* [AIM OF THE EXERCISE]:
Each line below must be set down exactly; omit any image you find.

** MATERIAL FOR THIS TASK follows **

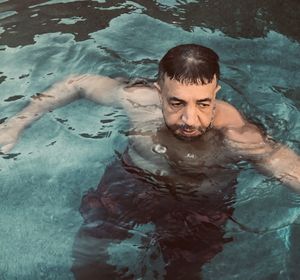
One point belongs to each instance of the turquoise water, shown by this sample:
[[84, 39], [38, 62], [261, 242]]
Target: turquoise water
[[57, 158]]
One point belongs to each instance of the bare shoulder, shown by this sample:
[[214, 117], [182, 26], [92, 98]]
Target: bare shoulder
[[114, 91], [236, 128], [227, 116]]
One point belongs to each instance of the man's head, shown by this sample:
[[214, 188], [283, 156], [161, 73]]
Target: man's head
[[188, 83]]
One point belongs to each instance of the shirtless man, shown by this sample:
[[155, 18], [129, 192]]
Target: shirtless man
[[177, 171]]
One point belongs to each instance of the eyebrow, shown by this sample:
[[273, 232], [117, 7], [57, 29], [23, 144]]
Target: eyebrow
[[199, 100]]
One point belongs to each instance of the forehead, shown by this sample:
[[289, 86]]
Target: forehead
[[174, 88]]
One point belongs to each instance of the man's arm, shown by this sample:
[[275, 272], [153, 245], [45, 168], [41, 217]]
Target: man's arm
[[96, 88], [273, 159]]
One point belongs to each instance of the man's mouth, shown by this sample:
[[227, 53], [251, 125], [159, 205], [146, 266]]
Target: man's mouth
[[189, 132]]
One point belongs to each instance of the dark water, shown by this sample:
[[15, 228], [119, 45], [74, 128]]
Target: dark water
[[65, 153]]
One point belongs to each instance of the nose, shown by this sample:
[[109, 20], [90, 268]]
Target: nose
[[189, 116]]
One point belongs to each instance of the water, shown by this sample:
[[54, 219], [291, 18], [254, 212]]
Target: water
[[65, 153]]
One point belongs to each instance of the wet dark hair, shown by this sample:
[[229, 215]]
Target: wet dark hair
[[189, 64]]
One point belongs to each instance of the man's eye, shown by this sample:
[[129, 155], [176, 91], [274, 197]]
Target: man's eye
[[176, 104], [203, 105]]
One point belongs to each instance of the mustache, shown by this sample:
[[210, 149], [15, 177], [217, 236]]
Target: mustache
[[186, 127]]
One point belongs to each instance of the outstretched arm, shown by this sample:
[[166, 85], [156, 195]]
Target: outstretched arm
[[96, 88], [271, 158]]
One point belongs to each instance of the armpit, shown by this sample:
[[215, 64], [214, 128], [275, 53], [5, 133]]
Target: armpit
[[249, 142]]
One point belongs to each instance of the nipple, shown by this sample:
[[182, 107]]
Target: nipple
[[159, 149]]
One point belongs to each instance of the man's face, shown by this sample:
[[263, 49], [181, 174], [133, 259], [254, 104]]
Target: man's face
[[187, 109]]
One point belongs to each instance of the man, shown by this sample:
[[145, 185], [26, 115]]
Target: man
[[176, 174]]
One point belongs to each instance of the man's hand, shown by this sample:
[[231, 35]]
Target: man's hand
[[271, 158], [9, 135]]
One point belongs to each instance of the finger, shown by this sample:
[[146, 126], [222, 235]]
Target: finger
[[5, 149]]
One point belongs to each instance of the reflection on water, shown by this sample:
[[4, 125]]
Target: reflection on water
[[246, 19], [64, 154]]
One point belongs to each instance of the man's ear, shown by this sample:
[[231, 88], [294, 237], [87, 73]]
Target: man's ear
[[216, 90], [157, 86]]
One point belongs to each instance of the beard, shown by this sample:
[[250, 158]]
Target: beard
[[178, 131]]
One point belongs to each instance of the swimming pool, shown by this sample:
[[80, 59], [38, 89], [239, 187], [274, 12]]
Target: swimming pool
[[65, 153]]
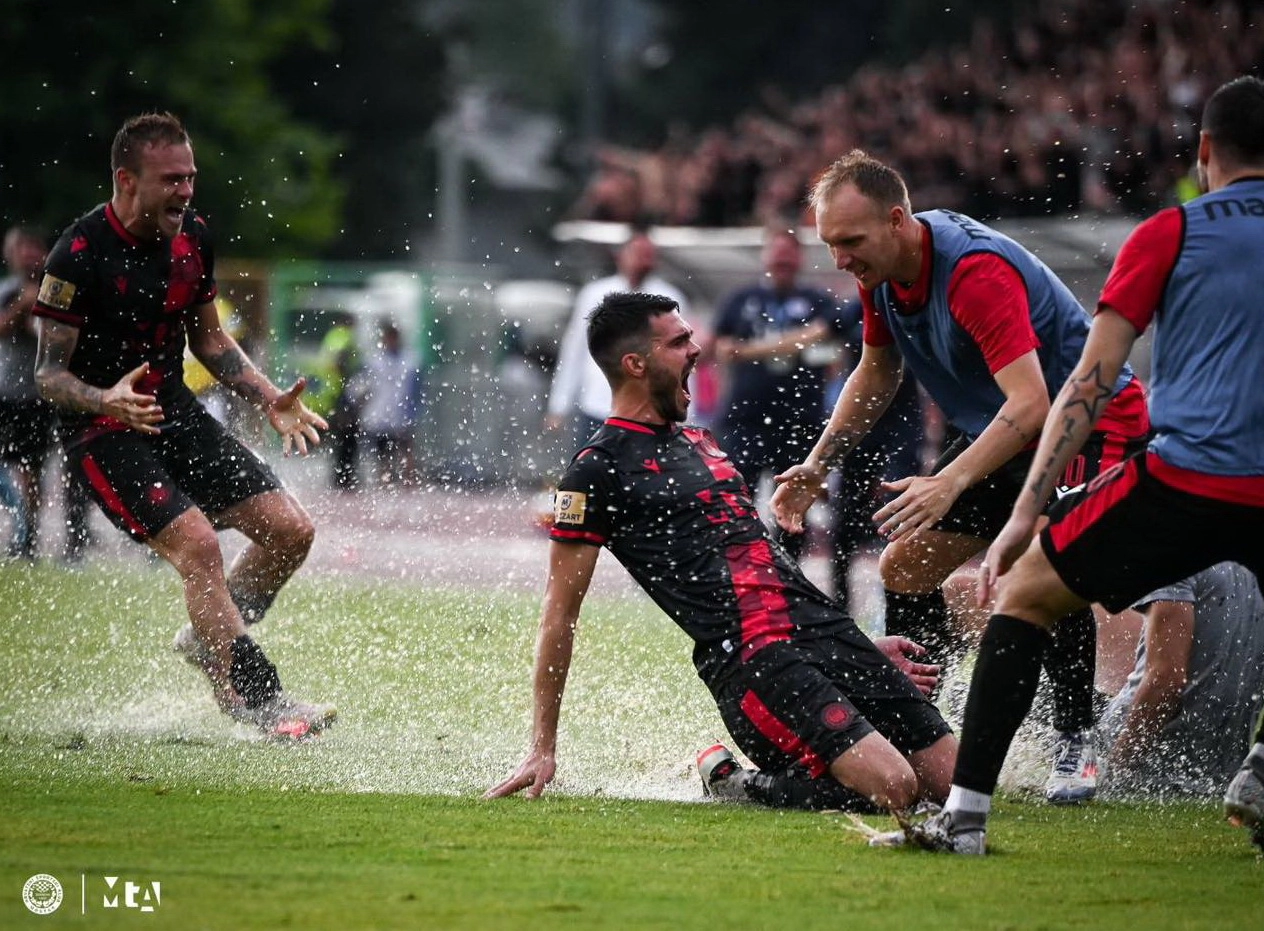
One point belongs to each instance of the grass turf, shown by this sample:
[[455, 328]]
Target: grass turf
[[113, 762]]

** End of MATERIAL FOR THIS TASK **

* [RESULT FOR THIS TASK]:
One point belongs to each instance of the turquoise water, shown by this sample:
[[84, 39], [38, 62], [261, 242]]
Target: turquoise water
[[57, 158]]
One point belongs to each instance of the bare shoulder, shown by this sample:
[[214, 117], [182, 26], [92, 98]]
Target: bare shoulder
[[114, 91], [236, 128], [227, 116]]
One point belongs to each instance of the man's head, shown by this sample:
[[214, 188], [283, 156], [161, 73]]
Target: man's head
[[188, 83]]
One point belongs to each instance of the shirtless man, shown by this sample:
[[155, 18], [129, 192]]
Target: shirtless man
[[177, 171]]
One point belongs to each instance of the eyebrow, shown by this sample:
[[273, 232], [117, 7], [57, 29], [23, 144]]
Target: eyebrow
[[199, 100]]
One point belongs to each instance of the forehead, shown by this sample:
[[289, 86]]
Target: forehead
[[174, 88]]
One point belongs to each instance of the man's arm, shown by this sample:
[[275, 272], [153, 245], [45, 168], [41, 217]]
Target: man's arm
[[96, 88], [273, 159]]
One point belongs to each instance of the man's mouth, shown by this sample:
[[227, 53], [251, 125], [159, 205], [146, 266]]
Target: man's mouth
[[189, 132]]
One point belongs to each instance of the dark water, shown by this sample:
[[15, 228], [119, 45], [74, 128]]
Target: dark water
[[65, 153]]
One point belongs to each instance of the nose, shown by this sample:
[[109, 20], [90, 268]]
Target: nose
[[189, 116]]
One point belongs to each instance of the water, shown by this sample:
[[54, 219], [291, 18], [254, 212]]
Target: water
[[65, 153]]
One point belongs to each instance of the wet dark hair, shown by this sample:
[[229, 215]]
Target: wet dark hair
[[189, 64]]
One point belongs to each instance of the man's eye, shown by this sample:
[[129, 155], [176, 91], [274, 197]]
Target: man's eye
[[176, 104], [203, 105]]
One point belongs to each instance of the mustache, shown by this sample:
[[210, 149], [15, 177], [217, 236]]
Target: mustache
[[186, 127]]
One point belongs to each instance of the outstretched arm, shown by this sample:
[[166, 85], [156, 195]]
Target: outstretched arm
[[96, 88], [271, 158]]
One point belongs to each instance of the armpit, shown by this sample:
[[215, 64], [214, 128], [275, 53], [5, 133]]
Target: armpit
[[249, 142]]
One point belongs to each instance of the nipple, shown by this sample:
[[182, 107]]
Target: nipple
[[159, 149]]
One point belongs to each instance of the man's face, shown by this sample:
[[263, 49], [181, 174], [133, 259], [254, 104]]
Target: man's face
[[187, 109]]
One point belongs to each instance of the man, shown by this sample:
[[145, 185], [26, 115]]
Target: man
[[176, 174]]
One point belongs to each instance of the man's hand, shown by this sample:
[[231, 35]]
Target: man's hand
[[271, 158], [9, 135]]
One point belongs to each instance of the finger, shown by this sample:
[[146, 126], [222, 235]]
Target: finger
[[5, 149]]
One point belongs to each instance of the reflection on water, shown by this sample:
[[4, 125]]
Target: reflection on water
[[246, 19], [64, 154]]
One point belongs to each instance of the man's ear, shown by this sample:
[[231, 88], [294, 237], [87, 73]]
Target: man's ear
[[216, 90], [157, 86]]
One point belongs to each instance of the beard, shown by this sample:
[[250, 158]]
Target: beard
[[178, 131]]
One point belongs to each instance of the swimming pool, shown by this sample:
[[80, 59], [38, 89], [239, 187], [274, 12]]
Target: swimming pool
[[65, 153]]
One point belongs to each instance of the grass turf, shown by this sample:
[[455, 328]]
Target: grass turf
[[113, 762]]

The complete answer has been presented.